_SET TASK_
Rewrite every line of the data below as a numbered list, leaving out any blank lines.

_MATERIAL_
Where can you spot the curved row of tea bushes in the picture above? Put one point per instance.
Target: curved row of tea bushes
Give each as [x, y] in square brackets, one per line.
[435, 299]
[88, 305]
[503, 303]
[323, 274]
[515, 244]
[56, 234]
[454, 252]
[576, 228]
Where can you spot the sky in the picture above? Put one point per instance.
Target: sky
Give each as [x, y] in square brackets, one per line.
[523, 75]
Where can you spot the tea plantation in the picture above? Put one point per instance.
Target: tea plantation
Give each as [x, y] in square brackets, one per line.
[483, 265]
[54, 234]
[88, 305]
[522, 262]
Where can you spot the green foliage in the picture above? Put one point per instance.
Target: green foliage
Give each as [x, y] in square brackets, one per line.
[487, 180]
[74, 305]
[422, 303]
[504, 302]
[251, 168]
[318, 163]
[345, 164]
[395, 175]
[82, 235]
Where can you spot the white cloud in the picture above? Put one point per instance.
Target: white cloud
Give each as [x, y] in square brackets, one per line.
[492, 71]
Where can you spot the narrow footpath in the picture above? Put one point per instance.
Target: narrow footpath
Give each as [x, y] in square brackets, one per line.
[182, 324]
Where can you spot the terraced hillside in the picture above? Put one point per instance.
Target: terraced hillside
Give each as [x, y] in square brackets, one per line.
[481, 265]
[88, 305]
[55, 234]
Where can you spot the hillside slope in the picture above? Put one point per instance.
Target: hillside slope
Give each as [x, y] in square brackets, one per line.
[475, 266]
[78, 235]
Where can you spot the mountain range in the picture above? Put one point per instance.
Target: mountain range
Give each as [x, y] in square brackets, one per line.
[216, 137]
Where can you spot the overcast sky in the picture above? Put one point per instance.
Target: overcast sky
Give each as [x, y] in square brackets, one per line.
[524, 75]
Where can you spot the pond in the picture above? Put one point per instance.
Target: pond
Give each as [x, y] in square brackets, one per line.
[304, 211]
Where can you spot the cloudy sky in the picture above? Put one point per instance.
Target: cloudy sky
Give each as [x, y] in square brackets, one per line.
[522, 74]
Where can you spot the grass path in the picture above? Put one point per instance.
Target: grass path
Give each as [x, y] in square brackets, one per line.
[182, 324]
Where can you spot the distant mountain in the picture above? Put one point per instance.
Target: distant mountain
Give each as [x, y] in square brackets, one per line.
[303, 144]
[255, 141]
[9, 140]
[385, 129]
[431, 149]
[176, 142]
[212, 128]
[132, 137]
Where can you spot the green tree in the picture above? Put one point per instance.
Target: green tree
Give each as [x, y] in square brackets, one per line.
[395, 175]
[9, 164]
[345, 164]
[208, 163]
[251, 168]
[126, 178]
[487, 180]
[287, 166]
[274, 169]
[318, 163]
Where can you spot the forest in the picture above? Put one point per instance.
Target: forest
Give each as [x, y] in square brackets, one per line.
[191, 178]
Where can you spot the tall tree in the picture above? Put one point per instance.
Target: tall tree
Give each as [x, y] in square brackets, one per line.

_FINAL ANSWER_
1. Where can you spot the curved row of tea bushes in the picture above? Put one point per instance.
2. Target: curved row of tea bushes
3. Give each as [x, y] in square brackets, one per line.
4. [435, 299]
5. [88, 305]
6. [503, 303]
7. [323, 274]
8. [515, 244]
9. [56, 234]
10. [454, 252]
11. [576, 228]
12. Where can you spot the sky in the picture above? Put one point per instance.
13. Target: sky
14. Give each as [x, y] in square brackets, one per line.
15. [523, 75]
16. Where can you spot the tea plantation in the picture above? Put one point per instance.
17. Target: tea plantation
18. Give each as [x, y] in square brackets, one per line.
19. [483, 265]
20. [54, 234]
21. [88, 305]
22. [522, 262]
23. Where can you spot the green foliage in the picture above? Put one point per instance.
24. Target: green foliage
25. Give each as [x, y] in square brackets, one per line.
26. [487, 180]
27. [74, 305]
28. [422, 303]
29. [504, 302]
30. [251, 168]
31. [318, 163]
32. [345, 164]
33. [395, 175]
34. [82, 235]
35. Where can you spot the white cloud in the picture above? Put one point per instance.
36. Target: white cloud
37. Give each as [x, y] in square brackets, one per line.
38. [492, 71]
39. Where can you spot the narrow footpath in the picture above? Put one point per instance.
40. Target: narrow footpath
41. Give each as [x, y] in square brackets, one per line.
42. [182, 324]
43. Where can you spot the terraced hillside in the picture above? Put one point per instance.
44. Target: terraced hillside
45. Give each as [x, y] in square brackets, one per line.
46. [481, 265]
47. [88, 305]
48. [55, 234]
49. Where can you spot the hillside slope in the picture above? Put one point per instance.
50. Target: hillside slope
51. Give each as [x, y] in square brackets, one per line.
52. [475, 266]
53. [78, 235]
54. Where can you spot the mountain range in the picture above? Put one point per instance.
55. Target: mountain range
56. Give each as [x, y] in square brackets, one per line.
57. [216, 137]
58. Where can you spot the overcast sky in the picture above? Put one point per instance.
59. Target: overcast sky
60. Give each as [x, y] in square brackets, one per line.
61. [524, 75]
62. Where can you spot the pond in the picture above? Put one point per instance.
63. Target: pond
64. Give each as [x, y] in square brackets, one per line.
65. [304, 211]
66. Where can you spot the cloudy sky in the picture above? Put one point per instance.
67. Target: cloudy sky
68. Give each as [x, y] in square brackets, one per line.
69. [522, 74]
70. Where can you spot the grass path in the picture above? Put one point per instance.
71. Target: grass path
72. Give each as [x, y] in square brackets, one per line.
73. [182, 324]
74. Where can you spot the distant mountain in the picture above? Put one point per instance.
75. Target: distant mountain
76. Give each as [x, y] in square brackets, one per line.
77. [303, 144]
78. [255, 141]
79. [9, 140]
80. [385, 129]
81. [431, 149]
82. [176, 142]
83. [212, 128]
84. [132, 137]
85. Where can you spot the green tree in the picture above? Put one point per instance.
86. Target: green tree
87. Give each as [x, y] in square brackets, one per line.
88. [395, 175]
89. [9, 164]
90. [345, 164]
91. [208, 163]
92. [251, 168]
93. [126, 178]
94. [487, 180]
95. [287, 166]
96. [274, 169]
97. [318, 163]
98. Where can you spot the forest in the picture above? Put one point per instance.
99. Target: forest
100. Give each as [x, y] in square brackets, one per line.
101. [191, 178]
102. Where can you spot the tall tree in the picture above? Put one point per instance.
103. Target: tall tree
104. Give each as [x, y] in square brackets, one per line.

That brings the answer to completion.